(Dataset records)
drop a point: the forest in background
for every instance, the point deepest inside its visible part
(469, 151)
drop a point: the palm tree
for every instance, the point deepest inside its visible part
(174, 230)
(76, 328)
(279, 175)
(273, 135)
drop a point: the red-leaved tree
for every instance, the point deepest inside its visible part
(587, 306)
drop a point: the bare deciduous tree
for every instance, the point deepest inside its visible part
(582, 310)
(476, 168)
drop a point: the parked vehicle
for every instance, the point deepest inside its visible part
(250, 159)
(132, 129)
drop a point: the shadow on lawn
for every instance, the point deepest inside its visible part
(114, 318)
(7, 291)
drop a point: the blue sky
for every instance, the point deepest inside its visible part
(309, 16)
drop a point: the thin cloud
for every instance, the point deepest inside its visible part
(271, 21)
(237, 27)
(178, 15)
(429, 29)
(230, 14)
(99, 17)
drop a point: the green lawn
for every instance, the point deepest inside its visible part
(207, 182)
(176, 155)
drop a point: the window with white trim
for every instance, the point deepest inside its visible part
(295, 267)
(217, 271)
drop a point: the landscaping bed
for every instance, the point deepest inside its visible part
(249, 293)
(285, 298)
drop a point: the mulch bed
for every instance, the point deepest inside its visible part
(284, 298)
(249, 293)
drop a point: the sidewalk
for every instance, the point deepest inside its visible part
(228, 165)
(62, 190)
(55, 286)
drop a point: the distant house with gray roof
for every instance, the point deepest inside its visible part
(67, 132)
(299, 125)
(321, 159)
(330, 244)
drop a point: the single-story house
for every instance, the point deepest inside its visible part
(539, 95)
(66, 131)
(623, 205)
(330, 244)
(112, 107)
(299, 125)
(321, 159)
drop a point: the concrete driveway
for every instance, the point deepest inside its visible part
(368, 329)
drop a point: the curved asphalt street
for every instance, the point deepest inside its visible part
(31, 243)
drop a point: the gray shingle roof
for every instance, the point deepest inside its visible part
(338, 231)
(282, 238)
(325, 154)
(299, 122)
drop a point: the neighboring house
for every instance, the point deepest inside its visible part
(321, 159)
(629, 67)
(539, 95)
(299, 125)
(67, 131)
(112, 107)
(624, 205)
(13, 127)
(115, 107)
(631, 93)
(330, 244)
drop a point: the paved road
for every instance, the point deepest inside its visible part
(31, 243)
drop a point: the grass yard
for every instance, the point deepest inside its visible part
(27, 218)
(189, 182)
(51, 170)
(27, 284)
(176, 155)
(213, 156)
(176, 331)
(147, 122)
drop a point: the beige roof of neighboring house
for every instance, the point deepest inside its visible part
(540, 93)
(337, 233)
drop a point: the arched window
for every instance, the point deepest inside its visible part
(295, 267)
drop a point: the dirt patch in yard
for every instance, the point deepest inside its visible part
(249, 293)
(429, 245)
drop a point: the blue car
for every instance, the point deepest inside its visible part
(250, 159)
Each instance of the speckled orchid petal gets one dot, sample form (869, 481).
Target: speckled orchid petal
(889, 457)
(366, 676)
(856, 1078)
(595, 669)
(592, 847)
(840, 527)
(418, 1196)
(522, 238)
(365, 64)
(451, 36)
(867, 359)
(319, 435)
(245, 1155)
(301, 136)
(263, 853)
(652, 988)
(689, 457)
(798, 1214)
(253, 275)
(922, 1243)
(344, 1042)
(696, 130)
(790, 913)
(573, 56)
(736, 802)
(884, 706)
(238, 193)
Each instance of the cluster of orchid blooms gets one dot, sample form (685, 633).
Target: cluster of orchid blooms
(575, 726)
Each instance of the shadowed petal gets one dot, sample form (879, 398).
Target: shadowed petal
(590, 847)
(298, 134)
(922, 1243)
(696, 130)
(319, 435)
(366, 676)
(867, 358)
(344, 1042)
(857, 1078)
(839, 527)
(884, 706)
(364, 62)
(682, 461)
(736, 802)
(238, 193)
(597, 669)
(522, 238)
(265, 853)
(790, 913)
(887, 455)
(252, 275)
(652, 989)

§ WRITTEN PROBLEM:
Copy all of the rows above exactly as they appear, from the first line to the last.

§ TASK RESULT:
drop a point: the forest in background
for every instance, the point deepest inside its visible part
(469, 151)
drop a point: the palm tree
for every instance, the point deepest inside its visible part
(174, 230)
(76, 328)
(279, 175)
(273, 135)
drop a point: the red-leaved tree
for every instance, the point deepest inside its visible part
(587, 306)
drop a point: the bare deciduous tree
for every instance, the point deepest inside its visible part
(582, 310)
(476, 168)
drop a point: the parked vehicle
for every instance, the point deepest inside its visible part
(250, 159)
(132, 129)
drop a point: the shadow on lawn
for every instance, the point deepest inside its visible part
(114, 318)
(7, 291)
drop a point: the blue sky
for every instance, the point deepest inside its visible part
(309, 16)
drop a point: the thin cloud
for every instance, the point deepest inside its visible part
(271, 21)
(237, 27)
(178, 15)
(429, 29)
(230, 14)
(99, 17)
drop a point: the green lawn
for every instance, the point deepest inside its visible part
(207, 182)
(176, 155)
drop a point: the window with white trim
for every instance, the point deepest inside its visible part
(295, 267)
(217, 271)
drop a point: the landscaping bed
for every instance, the point deepest inside its visible part
(249, 293)
(285, 298)
drop a point: the mulch bed
for every instance, the point deepest inside its visible part
(284, 298)
(249, 293)
drop a point: the sidewalk
for every instance, the point deepest inside its visible part
(228, 165)
(62, 190)
(55, 286)
drop a point: the distant house with gray roof
for every instance, the point deepest inside its visible part
(67, 132)
(299, 125)
(321, 159)
(330, 244)
drop a point: the single-story house
for every instance, the point deepest inside its visible part
(539, 95)
(66, 131)
(623, 205)
(330, 244)
(112, 107)
(299, 125)
(321, 159)
drop a point: the concrete driveway
for every instance, the point deepest inside its visible part
(368, 329)
drop a point: the curved asphalt street
for every instance, the point deepest inside its visible part
(31, 243)
drop a point: the gray shingle roof
for every instance, the point deepest inside its visible part
(338, 231)
(282, 238)
(325, 154)
(299, 122)
drop a point: the neighboring house
for every instance, the point deepest inside its visible part
(321, 159)
(629, 67)
(539, 95)
(299, 125)
(67, 131)
(112, 107)
(624, 205)
(13, 127)
(115, 107)
(631, 93)
(330, 244)
drop a point: the paved road
for every instance, the point deepest inside its visible part
(31, 243)
drop a point: the grass yard
for every instance, the point deepest inside its visible part
(27, 218)
(189, 182)
(51, 170)
(27, 284)
(176, 155)
(213, 156)
(176, 331)
(147, 122)
drop a point: the beige roof of neighboring house
for every instance, the point deepest inside its visible part
(540, 93)
(337, 233)
drop a point: the arched window
for every instance, the point deepest inside its visible part
(295, 267)
drop a point: the dirt patch in yard
for every instance, the point deepest inside its visible part
(249, 293)
(429, 245)
drop a point: the blue car
for every instance, the point deepest inside its visible part
(250, 159)
Each instance of the speckled orchid petal gets one dot, sample form (869, 481).
Target: speckled orchid petal
(889, 457)
(366, 676)
(856, 1078)
(595, 669)
(592, 847)
(840, 527)
(418, 1196)
(522, 238)
(365, 64)
(451, 36)
(867, 359)
(319, 435)
(245, 1155)
(301, 136)
(263, 853)
(652, 988)
(689, 457)
(798, 1214)
(253, 275)
(922, 1243)
(344, 1042)
(696, 130)
(790, 913)
(573, 56)
(736, 802)
(884, 706)
(238, 193)
Each instance of the cluster of orchid blooms gets one dot, sample form (685, 633).
Target: cluster of orchid blooms
(575, 726)
Each instance of the shadowed petal gets one dot, sample form (879, 398).
Target: shadowed petal
(590, 847)
(298, 134)
(922, 1243)
(696, 130)
(319, 435)
(366, 676)
(867, 358)
(344, 1042)
(857, 1078)
(839, 527)
(884, 706)
(364, 62)
(682, 461)
(736, 802)
(238, 193)
(597, 669)
(522, 238)
(265, 853)
(790, 913)
(887, 455)
(252, 275)
(652, 989)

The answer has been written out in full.